▶ **Instructions for the task**
Copy all of the data below word for word, leaving the pictures out.

▶ **Information shown**
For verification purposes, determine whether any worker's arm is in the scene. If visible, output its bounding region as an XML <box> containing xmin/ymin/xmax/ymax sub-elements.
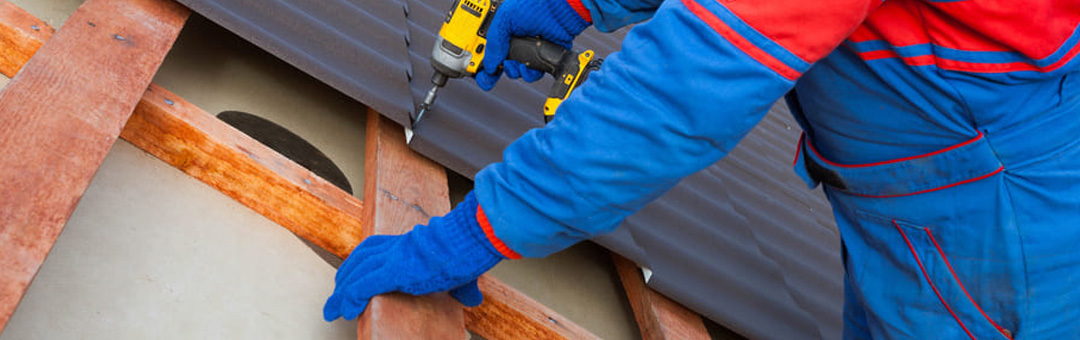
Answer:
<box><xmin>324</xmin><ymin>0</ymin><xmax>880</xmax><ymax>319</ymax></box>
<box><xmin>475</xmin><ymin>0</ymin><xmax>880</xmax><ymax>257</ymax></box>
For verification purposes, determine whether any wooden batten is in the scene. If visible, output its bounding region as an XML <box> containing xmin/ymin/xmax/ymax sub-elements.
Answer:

▶ **Result**
For verification purposes, determine whether any worker's arm is in the scene. If visible, output its bounding region as an XML <box> containing xmin/ymin/xmax/ymax sub-elements.
Answer:
<box><xmin>324</xmin><ymin>0</ymin><xmax>880</xmax><ymax>319</ymax></box>
<box><xmin>475</xmin><ymin>0</ymin><xmax>880</xmax><ymax>257</ymax></box>
For verification purposes, determine whether any wooden batten is in the scene. If visible, output its bounding region as an XML <box> containing xmin/ymin/xmax/ymax sub-elements.
Answer:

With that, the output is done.